Type the listing below out again exactly. No images.

=== Begin Enclosure ===

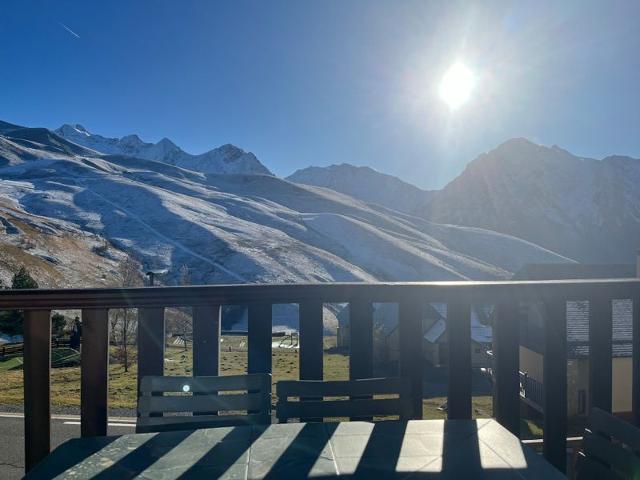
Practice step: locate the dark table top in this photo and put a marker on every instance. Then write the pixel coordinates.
(431, 449)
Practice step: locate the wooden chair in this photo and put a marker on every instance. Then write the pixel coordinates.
(198, 402)
(361, 404)
(609, 449)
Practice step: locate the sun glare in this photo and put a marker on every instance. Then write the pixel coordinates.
(456, 85)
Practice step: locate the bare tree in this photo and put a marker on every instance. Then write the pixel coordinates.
(124, 321)
(181, 320)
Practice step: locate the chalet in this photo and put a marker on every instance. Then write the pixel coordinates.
(435, 345)
(532, 340)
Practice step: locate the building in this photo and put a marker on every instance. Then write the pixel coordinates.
(532, 339)
(435, 344)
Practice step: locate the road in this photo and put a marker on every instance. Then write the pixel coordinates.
(63, 427)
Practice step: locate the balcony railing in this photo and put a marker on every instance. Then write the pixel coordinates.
(532, 391)
(206, 302)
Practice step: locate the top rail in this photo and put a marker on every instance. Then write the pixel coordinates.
(145, 297)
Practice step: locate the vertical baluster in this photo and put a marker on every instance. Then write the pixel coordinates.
(311, 345)
(635, 385)
(361, 341)
(150, 343)
(555, 382)
(37, 392)
(459, 339)
(206, 340)
(411, 360)
(259, 355)
(506, 365)
(360, 344)
(94, 372)
(311, 340)
(600, 333)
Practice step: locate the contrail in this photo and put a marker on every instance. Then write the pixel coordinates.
(69, 30)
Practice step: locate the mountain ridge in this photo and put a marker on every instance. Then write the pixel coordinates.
(239, 228)
(224, 159)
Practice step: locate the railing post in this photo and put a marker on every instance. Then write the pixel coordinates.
(94, 372)
(555, 382)
(259, 337)
(506, 365)
(150, 343)
(311, 340)
(411, 361)
(361, 341)
(37, 392)
(600, 352)
(206, 340)
(459, 339)
(635, 385)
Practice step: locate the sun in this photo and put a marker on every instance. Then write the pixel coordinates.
(457, 85)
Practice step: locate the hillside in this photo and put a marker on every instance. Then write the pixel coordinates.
(365, 184)
(242, 228)
(225, 159)
(582, 208)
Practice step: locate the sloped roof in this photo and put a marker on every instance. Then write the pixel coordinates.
(481, 332)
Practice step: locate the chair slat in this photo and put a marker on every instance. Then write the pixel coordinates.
(205, 400)
(354, 407)
(340, 388)
(346, 408)
(172, 423)
(201, 403)
(156, 383)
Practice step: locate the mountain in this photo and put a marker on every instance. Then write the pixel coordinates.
(225, 159)
(230, 228)
(583, 208)
(365, 184)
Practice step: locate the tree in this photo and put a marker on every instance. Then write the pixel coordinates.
(124, 321)
(11, 322)
(22, 279)
(180, 320)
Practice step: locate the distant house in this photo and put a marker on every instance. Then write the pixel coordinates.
(435, 345)
(532, 339)
(435, 341)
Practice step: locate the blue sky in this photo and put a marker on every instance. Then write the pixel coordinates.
(322, 82)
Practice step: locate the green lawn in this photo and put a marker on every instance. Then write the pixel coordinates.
(65, 382)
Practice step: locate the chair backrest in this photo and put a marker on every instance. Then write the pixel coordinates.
(609, 449)
(201, 402)
(361, 404)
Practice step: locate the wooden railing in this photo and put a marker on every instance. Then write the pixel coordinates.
(206, 302)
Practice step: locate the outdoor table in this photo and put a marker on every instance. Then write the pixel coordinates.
(415, 449)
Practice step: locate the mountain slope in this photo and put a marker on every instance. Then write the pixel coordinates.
(245, 228)
(583, 208)
(365, 184)
(225, 159)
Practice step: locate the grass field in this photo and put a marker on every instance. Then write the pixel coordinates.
(65, 382)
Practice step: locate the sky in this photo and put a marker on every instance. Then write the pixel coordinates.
(324, 82)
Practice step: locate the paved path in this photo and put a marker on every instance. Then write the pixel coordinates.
(63, 427)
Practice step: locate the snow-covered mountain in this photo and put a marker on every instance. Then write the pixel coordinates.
(233, 228)
(581, 207)
(225, 159)
(366, 184)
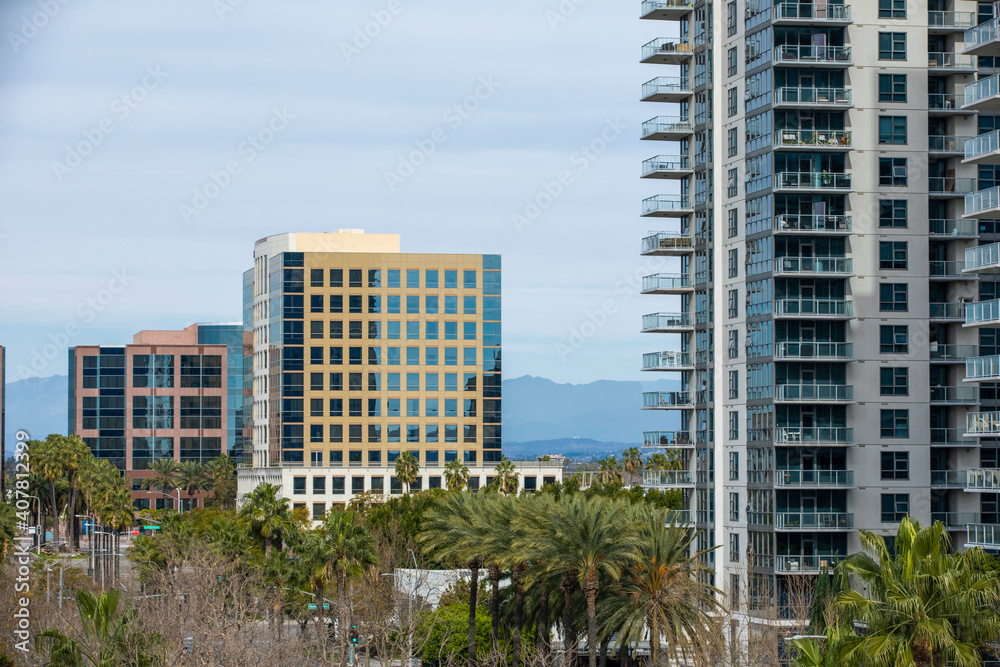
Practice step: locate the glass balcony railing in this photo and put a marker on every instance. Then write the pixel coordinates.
(982, 535)
(798, 265)
(812, 96)
(666, 125)
(809, 349)
(789, 222)
(813, 307)
(666, 439)
(666, 399)
(955, 395)
(982, 312)
(814, 478)
(982, 257)
(814, 392)
(814, 138)
(669, 360)
(982, 423)
(665, 281)
(815, 520)
(811, 54)
(666, 321)
(820, 435)
(811, 180)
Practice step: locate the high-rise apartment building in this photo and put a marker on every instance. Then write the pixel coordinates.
(823, 169)
(360, 352)
(168, 394)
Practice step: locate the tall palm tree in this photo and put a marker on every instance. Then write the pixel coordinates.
(586, 538)
(407, 469)
(456, 475)
(922, 605)
(506, 477)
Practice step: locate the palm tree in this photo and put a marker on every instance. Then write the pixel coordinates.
(586, 538)
(506, 477)
(456, 475)
(407, 469)
(632, 462)
(192, 478)
(922, 606)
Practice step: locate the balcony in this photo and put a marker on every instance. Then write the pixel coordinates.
(669, 360)
(666, 400)
(803, 181)
(666, 479)
(942, 395)
(791, 223)
(939, 23)
(814, 435)
(667, 166)
(983, 39)
(800, 564)
(666, 52)
(982, 95)
(813, 139)
(982, 149)
(814, 393)
(668, 243)
(947, 145)
(949, 270)
(954, 227)
(808, 55)
(814, 521)
(667, 323)
(666, 283)
(984, 535)
(813, 266)
(799, 13)
(982, 424)
(812, 350)
(666, 206)
(665, 10)
(666, 128)
(814, 308)
(814, 479)
(667, 89)
(949, 186)
(667, 439)
(982, 313)
(983, 259)
(793, 96)
(951, 63)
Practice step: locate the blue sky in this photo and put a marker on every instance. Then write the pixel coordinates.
(144, 147)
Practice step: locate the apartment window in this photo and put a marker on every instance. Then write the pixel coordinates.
(892, 9)
(891, 87)
(895, 507)
(894, 381)
(895, 424)
(892, 46)
(894, 339)
(892, 297)
(896, 465)
(892, 171)
(892, 129)
(892, 213)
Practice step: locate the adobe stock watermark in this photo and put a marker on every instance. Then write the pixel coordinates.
(121, 108)
(86, 311)
(453, 117)
(365, 34)
(248, 150)
(551, 189)
(33, 24)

=== End Enclosure ===

→ **SOLUTION BELOW**
Practice step: locate the dark table top in this photo and put a marker on every instance. Then write the pixel coordinates.
(431, 449)
Practice step: locate the wooden chair in this photo and put a marker on every instance. Then write the pixel coordinates.
(198, 402)
(361, 404)
(609, 449)
Practice step: locate the sun glare in this photo and put a marker on every instance. Then write the pixel coordinates.
(456, 85)
Practice step: locate the bare tree in this photo and put a marker on every instance. Then write the pixel coordinates.
(124, 321)
(181, 320)
Practice step: locate the chalet in this photo and put a marker on every instance. Then write the pixel coordinates.
(435, 345)
(532, 340)
Practice step: locate the building in this photo and put a marker on every instance. Then write the pixel coordinates.
(532, 339)
(435, 344)
Practice step: locate the road in this photo and put a marker on every instance. Then write the pixel coordinates.
(63, 427)
Practice step: locate the balcony railing in this photo and put a marker on every instance. Then write the pixel coordinates.
(532, 391)
(206, 302)
Practice step: locate the top rail in this photo and put a marker on every instance. Then write the pixel coordinates.
(145, 297)
Practice step: locate the vertical baluster in this photo and put a marker on every instance. Then write the pixel coordinates.
(311, 345)
(635, 385)
(361, 341)
(150, 343)
(555, 382)
(37, 392)
(459, 339)
(206, 340)
(411, 360)
(259, 355)
(506, 365)
(360, 344)
(94, 372)
(311, 340)
(600, 333)
Practice step: locate the contrail in this photo and put a marker on every instance. Then write the pixel coordinates.
(69, 30)
Practice step: locate the mountain ridge in this photo and put a marker on every instance. Then write the pixel coordinates.
(239, 228)
(224, 159)
Practice step: locate the railing post in this photo and put a marker on every instance. Then write the pixel coordinates.
(94, 372)
(555, 382)
(259, 337)
(506, 365)
(150, 343)
(311, 340)
(411, 361)
(361, 341)
(37, 392)
(600, 352)
(206, 340)
(459, 339)
(635, 385)
Practice step: locate the sun in this photo and put a marker on every instance. Then write the pixel coordinates.
(457, 85)
Practice step: locate the hillside in this photo and put a marker on every instance. Then write the pixel coordinates.
(365, 184)
(242, 228)
(225, 159)
(582, 208)
Practice step: locate the sloped roof in this photo and put a marker on every instance. Then write the pixel coordinates.
(481, 332)
Practice step: locate the chair slat in this photo and put a marker on every instance. Then write the pixel coordinates.
(205, 400)
(354, 407)
(340, 388)
(346, 408)
(172, 423)
(201, 403)
(156, 383)
Practice step: locate the mountain in this photo and put a marker on every instance. Then write the pixel coordinates.
(225, 159)
(230, 228)
(583, 208)
(365, 184)
Practice step: locate the tree in this photo and put a marker on every instance. Then write the pixel coordinates.
(124, 321)
(11, 322)
(22, 279)
(180, 320)
Practice step: locate the distant house in this photo and put a marker on every instance. Then write the pixel coordinates.
(435, 345)
(532, 339)
(435, 341)
Practice step: locate the blue sky in this photo and put a marker on every instance. Then write the pixel coordinates.
(322, 82)
Practice step: locate the green lawn in this photo and put a marker on every instance. Then write the pixel coordinates.
(65, 382)
Practice step: locate the chair backrest in this photo and put a marker on every instance. Then write the pixel coordinates.
(609, 449)
(201, 402)
(361, 404)
Practice step: locate the wooden railing in this photo and put a marker on every instance. Then write the pixel coordinates.
(206, 302)
Practice step: locate the outdoor table in this photo and put a marker on every instance. Then write the pixel coordinates.
(415, 449)
Practice step: locate the mountain slope in this photo and put a marker on every instance. Then write the pixel coordinates.
(245, 228)
(583, 208)
(365, 184)
(225, 159)
Practice step: locate the grass field in this photo and put a marker on every instance. Then write the pixel coordinates.
(65, 382)
Practice step: locate the sky in this photo and put a marker on every instance. Then write the pixel coordinates.
(324, 82)
Practice step: locate the paved path in this photo and put a marker on every instance. Then write the pixel coordinates.
(63, 427)
Practice step: locate the snow-covered mountain in this photo and put a marker on every instance. Then write the pixel coordinates.
(233, 228)
(581, 207)
(225, 159)
(366, 184)
Practice step: locate the glass balcony railing in this photo and put a marker on every instance. Then write the pixel coordinates.
(982, 535)
(798, 265)
(812, 96)
(666, 125)
(809, 349)
(789, 222)
(813, 307)
(666, 439)
(666, 399)
(955, 395)
(982, 312)
(814, 478)
(982, 257)
(814, 392)
(814, 138)
(669, 360)
(982, 423)
(665, 281)
(815, 520)
(811, 54)
(666, 321)
(820, 435)
(811, 180)
Practice step: locate the high-rise apartment building in this photo and put a marker on every instance. Then write the pixel coordinates.
(823, 169)
(360, 352)
(168, 394)
Practice step: locate the tall palm tree in this photo and put a marker on every instance. Then write the pixel coordinates.
(586, 538)
(407, 469)
(456, 475)
(922, 605)
(506, 477)
Practice step: locate the palm tree in this photo and put a marker on every instance. Then write the pixel coordinates.
(586, 538)
(506, 477)
(456, 475)
(407, 469)
(632, 462)
(192, 478)
(922, 606)
Practice step: locate the balcony in this photo and put a marker on every instance. Then write the pixel coordinates.
(669, 360)
(666, 400)
(803, 181)
(666, 479)
(942, 395)
(791, 223)
(939, 23)
(814, 435)
(667, 166)
(983, 39)
(800, 564)
(666, 52)
(982, 95)
(813, 139)
(982, 149)
(814, 393)
(668, 243)
(947, 145)
(949, 270)
(954, 227)
(808, 55)
(814, 521)
(667, 323)
(666, 283)
(984, 535)
(813, 266)
(799, 13)
(982, 424)
(812, 350)
(666, 206)
(665, 10)
(666, 128)
(814, 308)
(814, 479)
(667, 89)
(949, 186)
(667, 439)
(982, 313)
(983, 259)
(793, 96)
(951, 63)
Practice step: locate the blue sky in this photo and put a marker on every instance. Then write the pixel coordinates.
(144, 147)
Practice step: locate the apartment window in this photo and put a marker on every instance. Then write the pixel coordinates.
(892, 9)
(891, 87)
(895, 507)
(894, 381)
(895, 424)
(892, 46)
(894, 339)
(892, 297)
(896, 465)
(892, 171)
(892, 129)
(892, 213)
Practice step: locate the adobe stock watermark in this photo and put a marker on every instance. Then write the pixel coordinates.
(121, 108)
(86, 311)
(453, 117)
(365, 34)
(248, 150)
(551, 189)
(33, 24)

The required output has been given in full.